INSTRUCTIONS FOR THE TASK:
Set down the line that contains "like [[847, 384]]." and every line after it to the end of the entries, exactly as they stand and nothing more.

EXTRACTED ENTRIES:

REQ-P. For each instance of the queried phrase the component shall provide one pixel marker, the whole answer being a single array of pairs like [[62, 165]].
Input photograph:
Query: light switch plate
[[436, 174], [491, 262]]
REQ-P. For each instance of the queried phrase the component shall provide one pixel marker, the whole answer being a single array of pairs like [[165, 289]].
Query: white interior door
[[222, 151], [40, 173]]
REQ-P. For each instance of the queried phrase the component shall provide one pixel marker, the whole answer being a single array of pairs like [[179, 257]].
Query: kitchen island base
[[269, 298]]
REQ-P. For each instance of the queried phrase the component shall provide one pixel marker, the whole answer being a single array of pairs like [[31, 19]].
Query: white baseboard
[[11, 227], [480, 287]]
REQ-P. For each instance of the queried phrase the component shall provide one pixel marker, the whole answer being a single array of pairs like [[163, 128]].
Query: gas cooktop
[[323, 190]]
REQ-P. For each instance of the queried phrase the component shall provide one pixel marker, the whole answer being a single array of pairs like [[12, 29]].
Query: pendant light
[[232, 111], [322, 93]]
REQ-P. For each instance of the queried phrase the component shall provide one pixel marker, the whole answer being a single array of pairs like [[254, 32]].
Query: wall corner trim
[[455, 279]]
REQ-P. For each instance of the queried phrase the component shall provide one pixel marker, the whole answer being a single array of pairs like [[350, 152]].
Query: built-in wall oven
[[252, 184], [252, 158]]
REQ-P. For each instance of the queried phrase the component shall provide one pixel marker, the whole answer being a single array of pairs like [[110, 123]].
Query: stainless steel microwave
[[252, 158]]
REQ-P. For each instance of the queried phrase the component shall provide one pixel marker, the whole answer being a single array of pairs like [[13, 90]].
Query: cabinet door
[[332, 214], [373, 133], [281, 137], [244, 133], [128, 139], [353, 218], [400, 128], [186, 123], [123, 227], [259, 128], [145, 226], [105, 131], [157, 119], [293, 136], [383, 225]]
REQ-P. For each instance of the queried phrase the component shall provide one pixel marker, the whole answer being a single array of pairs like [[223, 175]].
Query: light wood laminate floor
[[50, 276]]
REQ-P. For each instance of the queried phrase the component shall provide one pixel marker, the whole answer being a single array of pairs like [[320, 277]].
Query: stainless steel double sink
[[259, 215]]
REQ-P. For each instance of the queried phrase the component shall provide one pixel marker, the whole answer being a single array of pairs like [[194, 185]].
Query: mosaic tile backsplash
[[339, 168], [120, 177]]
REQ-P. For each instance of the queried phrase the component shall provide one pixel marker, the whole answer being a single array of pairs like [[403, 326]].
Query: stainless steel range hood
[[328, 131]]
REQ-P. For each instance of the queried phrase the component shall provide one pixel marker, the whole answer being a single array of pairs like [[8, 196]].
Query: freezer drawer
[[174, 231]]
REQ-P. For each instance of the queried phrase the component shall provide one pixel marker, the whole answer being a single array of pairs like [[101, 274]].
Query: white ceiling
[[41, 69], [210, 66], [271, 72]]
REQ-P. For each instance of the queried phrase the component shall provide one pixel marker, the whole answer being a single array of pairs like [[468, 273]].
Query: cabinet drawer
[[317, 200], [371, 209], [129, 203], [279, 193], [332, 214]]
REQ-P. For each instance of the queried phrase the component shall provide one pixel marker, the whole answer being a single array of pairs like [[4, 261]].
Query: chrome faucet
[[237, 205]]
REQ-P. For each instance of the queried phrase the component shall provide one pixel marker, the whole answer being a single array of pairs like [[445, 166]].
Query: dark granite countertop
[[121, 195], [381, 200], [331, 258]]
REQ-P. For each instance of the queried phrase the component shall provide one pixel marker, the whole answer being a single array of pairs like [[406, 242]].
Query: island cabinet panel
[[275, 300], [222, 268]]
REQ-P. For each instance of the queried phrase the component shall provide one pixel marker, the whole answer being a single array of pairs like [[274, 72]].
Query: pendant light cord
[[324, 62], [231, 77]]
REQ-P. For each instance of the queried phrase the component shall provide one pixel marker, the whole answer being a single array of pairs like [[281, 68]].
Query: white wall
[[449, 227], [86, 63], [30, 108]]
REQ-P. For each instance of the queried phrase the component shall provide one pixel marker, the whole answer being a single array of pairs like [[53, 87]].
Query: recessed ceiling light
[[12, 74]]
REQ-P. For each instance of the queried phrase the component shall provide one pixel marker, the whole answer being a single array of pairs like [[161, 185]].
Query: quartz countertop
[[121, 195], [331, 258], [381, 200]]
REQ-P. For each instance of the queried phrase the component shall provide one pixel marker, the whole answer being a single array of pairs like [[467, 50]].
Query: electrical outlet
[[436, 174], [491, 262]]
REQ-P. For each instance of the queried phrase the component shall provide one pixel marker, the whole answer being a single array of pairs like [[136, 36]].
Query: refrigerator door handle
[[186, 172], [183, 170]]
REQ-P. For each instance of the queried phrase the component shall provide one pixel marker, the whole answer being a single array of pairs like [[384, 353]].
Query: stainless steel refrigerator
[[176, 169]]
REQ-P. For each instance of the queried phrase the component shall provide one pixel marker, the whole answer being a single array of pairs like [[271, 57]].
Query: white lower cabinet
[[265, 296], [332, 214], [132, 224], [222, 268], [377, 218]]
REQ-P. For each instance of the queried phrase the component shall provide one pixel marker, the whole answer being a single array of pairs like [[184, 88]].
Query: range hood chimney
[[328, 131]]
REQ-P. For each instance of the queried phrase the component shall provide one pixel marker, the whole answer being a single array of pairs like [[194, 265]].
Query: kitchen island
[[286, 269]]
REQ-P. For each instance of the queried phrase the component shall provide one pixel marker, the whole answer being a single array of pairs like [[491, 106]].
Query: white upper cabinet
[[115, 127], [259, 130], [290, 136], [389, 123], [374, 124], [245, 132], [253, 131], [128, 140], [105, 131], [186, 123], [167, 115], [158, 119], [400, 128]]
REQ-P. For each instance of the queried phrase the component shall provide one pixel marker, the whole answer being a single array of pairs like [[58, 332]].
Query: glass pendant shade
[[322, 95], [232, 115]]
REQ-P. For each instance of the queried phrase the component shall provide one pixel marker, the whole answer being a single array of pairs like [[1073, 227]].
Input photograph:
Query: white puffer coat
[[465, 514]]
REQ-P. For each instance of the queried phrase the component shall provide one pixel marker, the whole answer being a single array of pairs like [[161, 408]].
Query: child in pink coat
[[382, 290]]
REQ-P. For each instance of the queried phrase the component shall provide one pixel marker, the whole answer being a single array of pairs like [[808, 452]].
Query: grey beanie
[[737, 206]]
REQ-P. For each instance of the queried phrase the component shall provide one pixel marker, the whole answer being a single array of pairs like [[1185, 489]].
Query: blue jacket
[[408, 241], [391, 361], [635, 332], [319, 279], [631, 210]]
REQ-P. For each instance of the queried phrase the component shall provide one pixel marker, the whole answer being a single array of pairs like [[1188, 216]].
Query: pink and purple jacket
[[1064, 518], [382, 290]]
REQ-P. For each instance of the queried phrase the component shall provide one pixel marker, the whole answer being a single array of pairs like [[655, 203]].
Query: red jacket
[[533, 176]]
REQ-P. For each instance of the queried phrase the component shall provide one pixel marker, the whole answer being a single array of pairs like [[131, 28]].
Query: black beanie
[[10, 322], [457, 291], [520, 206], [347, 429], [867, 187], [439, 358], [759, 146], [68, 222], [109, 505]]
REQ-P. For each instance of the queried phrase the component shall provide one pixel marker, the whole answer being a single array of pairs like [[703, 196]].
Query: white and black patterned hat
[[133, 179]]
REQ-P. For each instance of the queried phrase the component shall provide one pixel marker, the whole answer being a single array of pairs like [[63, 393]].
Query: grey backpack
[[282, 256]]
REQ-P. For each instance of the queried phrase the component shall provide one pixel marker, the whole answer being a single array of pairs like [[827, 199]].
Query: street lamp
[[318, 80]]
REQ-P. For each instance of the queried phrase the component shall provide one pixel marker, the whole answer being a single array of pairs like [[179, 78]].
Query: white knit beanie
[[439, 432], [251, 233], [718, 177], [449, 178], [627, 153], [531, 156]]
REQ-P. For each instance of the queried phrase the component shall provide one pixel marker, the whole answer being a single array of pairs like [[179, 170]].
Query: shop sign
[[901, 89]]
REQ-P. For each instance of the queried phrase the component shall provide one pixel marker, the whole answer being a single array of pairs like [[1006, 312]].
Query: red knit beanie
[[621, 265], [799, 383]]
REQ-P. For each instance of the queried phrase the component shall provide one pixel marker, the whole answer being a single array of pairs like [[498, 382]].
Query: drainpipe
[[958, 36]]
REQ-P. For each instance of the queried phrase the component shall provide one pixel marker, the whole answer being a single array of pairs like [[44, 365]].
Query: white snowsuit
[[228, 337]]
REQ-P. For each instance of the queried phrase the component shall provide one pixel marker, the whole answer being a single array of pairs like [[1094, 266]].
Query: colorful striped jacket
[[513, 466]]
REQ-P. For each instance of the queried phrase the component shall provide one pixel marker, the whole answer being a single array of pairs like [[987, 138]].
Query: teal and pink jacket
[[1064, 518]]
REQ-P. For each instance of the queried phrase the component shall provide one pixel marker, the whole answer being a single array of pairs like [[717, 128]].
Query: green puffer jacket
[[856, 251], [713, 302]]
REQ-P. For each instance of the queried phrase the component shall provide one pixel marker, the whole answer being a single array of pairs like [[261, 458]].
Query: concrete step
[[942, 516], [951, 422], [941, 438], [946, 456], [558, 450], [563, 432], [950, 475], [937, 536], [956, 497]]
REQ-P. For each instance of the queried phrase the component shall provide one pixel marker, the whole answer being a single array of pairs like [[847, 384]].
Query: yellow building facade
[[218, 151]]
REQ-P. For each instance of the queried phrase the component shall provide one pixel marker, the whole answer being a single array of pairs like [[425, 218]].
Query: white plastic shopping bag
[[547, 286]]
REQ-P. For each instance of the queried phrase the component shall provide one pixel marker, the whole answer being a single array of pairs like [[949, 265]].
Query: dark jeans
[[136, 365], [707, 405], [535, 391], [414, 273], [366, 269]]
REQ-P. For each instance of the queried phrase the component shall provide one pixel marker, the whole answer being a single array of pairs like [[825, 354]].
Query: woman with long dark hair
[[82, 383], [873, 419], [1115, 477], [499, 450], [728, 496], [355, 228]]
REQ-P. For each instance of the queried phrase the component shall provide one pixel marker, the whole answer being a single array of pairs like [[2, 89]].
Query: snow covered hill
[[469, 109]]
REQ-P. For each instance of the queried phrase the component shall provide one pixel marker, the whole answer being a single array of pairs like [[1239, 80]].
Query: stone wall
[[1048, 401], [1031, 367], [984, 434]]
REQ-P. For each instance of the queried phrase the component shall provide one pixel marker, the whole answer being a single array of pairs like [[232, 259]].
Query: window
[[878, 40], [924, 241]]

FULL SOLUTION:
REQ-P. For each instance of the queried phrase the component shall provide one pixel marker, the whole answer being a single array of pairs like [[847, 384]].
Query: yellow building facade
[[218, 151]]
REQ-P. For each instance of the queried phrase the component shall provide one pixel marker, the whole answer being a single array of pairs like [[425, 218]].
Query: white plastic shopping bag
[[547, 286]]
REQ-P. For each instance of the queried phrase the component shall provide one pixel marker, the whole answer being a single array of pairs like [[949, 265]].
Query: dark jeans
[[136, 365], [707, 405], [535, 391], [414, 273], [366, 269]]
REQ-P. For each instance of the queried phrase the component shall provide one pixel marker, the whole answer being a single array of pairs like [[825, 354]].
Query: woman with long dark hair
[[82, 383], [873, 419], [1115, 477], [499, 450], [728, 496], [355, 228]]
REQ-P. For each instance of the queried phrase the component shall provide one pixel marker, the whole answer being a single array of pairs like [[2, 89]].
Query: snow covered hill
[[469, 109]]
REQ-P. For each instance of the queried phrase the component shall provide one pixel marker, the whole answer being a single array of pairs like [[1239, 80]].
Query: stone wall
[[1048, 401], [1031, 367], [984, 434]]
REQ-P. For each instance of the queried phrase the component shall provide one pixel marker, the whole answer being a single array of pairs like [[232, 259]].
Query: window
[[878, 40], [924, 241]]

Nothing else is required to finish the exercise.